<<<<

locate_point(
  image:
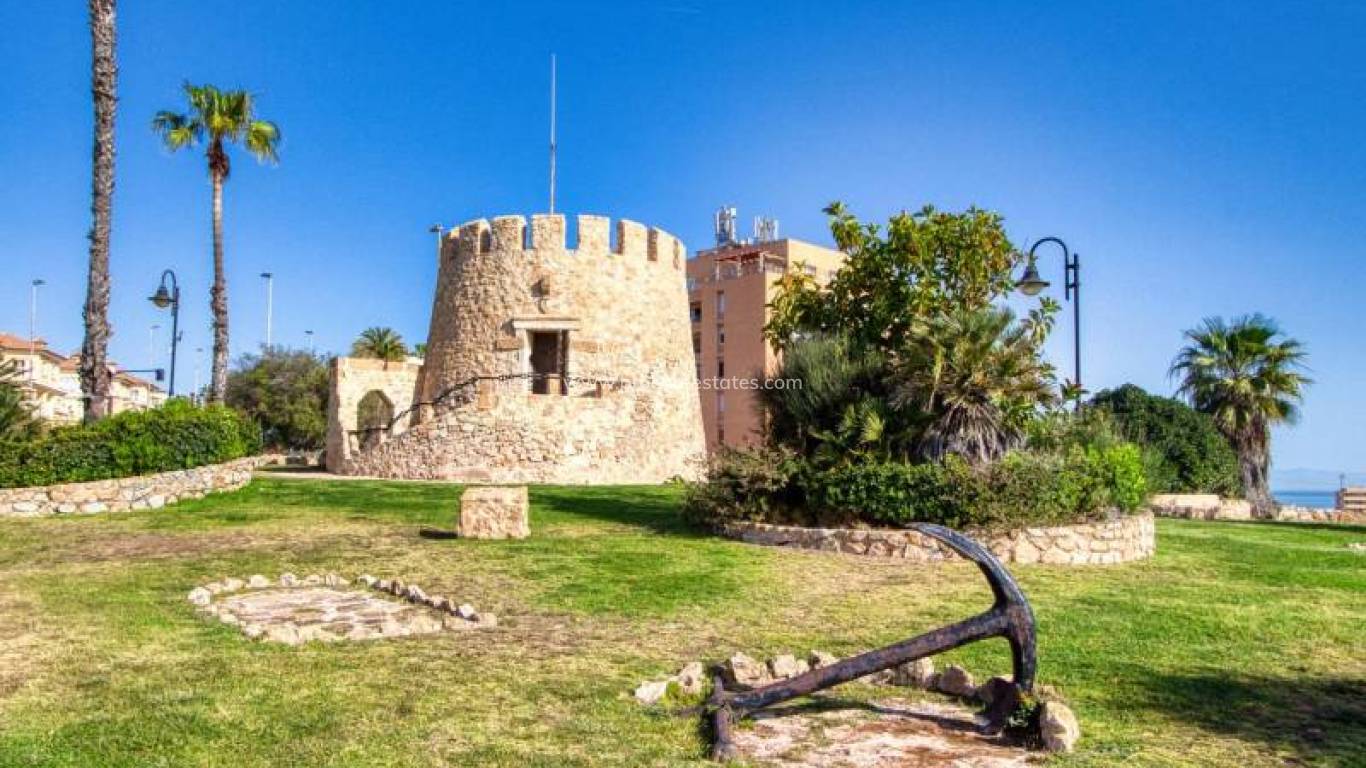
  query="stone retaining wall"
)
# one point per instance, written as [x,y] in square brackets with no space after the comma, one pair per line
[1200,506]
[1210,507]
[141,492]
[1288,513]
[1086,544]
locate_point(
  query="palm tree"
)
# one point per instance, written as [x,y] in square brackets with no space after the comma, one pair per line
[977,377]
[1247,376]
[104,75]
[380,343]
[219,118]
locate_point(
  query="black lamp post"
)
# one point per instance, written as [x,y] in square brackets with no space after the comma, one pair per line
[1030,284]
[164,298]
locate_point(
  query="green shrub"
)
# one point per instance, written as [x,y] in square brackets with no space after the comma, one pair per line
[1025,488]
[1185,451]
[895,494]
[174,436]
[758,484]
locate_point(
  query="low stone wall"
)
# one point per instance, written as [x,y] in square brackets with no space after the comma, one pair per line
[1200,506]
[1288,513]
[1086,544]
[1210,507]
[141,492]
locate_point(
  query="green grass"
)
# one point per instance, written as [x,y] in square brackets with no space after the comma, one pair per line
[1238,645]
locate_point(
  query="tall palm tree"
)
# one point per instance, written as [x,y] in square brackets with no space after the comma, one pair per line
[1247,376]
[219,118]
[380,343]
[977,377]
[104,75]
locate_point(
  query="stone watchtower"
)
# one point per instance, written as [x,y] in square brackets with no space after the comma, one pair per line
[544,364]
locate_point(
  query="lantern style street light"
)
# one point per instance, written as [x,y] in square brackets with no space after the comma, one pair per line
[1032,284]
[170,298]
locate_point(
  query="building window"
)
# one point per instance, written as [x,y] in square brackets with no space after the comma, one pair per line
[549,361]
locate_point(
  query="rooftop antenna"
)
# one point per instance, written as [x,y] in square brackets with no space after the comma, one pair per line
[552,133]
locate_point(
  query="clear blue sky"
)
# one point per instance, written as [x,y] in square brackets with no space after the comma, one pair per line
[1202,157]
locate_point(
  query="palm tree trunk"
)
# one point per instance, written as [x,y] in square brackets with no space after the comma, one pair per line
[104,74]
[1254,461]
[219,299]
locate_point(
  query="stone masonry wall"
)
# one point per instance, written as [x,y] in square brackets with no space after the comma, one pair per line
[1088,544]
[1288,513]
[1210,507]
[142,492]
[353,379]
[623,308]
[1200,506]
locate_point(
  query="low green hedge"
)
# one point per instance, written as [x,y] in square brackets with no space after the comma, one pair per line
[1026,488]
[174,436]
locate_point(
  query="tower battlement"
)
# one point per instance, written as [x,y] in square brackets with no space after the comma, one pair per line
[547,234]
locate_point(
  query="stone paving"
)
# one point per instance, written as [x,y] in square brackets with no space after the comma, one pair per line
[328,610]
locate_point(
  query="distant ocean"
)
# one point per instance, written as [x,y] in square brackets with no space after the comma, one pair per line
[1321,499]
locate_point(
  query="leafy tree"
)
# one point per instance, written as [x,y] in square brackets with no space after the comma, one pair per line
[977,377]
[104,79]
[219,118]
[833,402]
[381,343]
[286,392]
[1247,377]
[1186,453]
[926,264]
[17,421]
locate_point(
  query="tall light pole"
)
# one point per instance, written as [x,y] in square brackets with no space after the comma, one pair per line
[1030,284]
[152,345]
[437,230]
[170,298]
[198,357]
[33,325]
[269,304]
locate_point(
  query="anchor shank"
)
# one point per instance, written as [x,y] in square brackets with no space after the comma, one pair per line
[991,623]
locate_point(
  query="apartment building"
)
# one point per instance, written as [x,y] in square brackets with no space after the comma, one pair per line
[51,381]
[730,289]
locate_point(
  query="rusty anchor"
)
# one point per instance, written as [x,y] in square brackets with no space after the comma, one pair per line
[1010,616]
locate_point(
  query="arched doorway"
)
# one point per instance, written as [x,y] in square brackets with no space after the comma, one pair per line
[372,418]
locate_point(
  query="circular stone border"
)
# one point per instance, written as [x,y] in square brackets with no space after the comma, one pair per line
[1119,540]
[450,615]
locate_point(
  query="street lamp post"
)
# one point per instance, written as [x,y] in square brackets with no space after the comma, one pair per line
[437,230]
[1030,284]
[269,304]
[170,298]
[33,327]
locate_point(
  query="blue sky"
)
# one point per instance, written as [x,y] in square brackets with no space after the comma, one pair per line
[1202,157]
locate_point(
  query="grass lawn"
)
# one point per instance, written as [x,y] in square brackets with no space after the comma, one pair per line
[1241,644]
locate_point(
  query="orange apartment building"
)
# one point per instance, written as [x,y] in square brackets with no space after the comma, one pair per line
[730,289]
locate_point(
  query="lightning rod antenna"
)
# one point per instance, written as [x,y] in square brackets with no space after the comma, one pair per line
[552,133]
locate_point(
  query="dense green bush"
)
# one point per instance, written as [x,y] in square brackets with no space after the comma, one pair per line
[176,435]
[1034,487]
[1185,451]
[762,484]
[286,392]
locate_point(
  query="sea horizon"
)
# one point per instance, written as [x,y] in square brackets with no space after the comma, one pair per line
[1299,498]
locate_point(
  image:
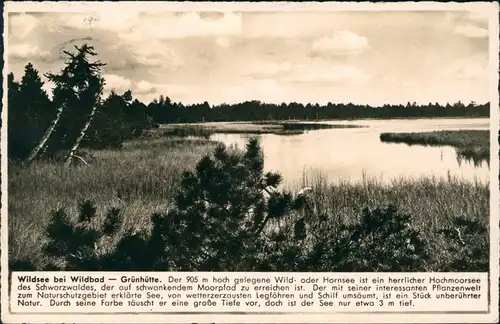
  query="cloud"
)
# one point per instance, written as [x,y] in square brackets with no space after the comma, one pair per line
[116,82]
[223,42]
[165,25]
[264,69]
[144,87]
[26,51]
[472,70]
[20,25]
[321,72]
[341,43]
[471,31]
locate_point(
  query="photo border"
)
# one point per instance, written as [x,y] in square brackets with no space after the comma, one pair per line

>>>>
<<<<

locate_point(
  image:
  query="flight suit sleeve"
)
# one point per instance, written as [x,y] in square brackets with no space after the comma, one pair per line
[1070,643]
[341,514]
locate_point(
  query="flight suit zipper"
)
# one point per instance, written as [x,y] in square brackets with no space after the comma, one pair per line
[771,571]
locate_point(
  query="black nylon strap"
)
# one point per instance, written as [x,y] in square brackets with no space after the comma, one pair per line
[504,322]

>>>>

Work required
Lines containing the word "street" are to be located in the entries and copied.

Written solution
  query="lantern style street light"
  query="street lamp post"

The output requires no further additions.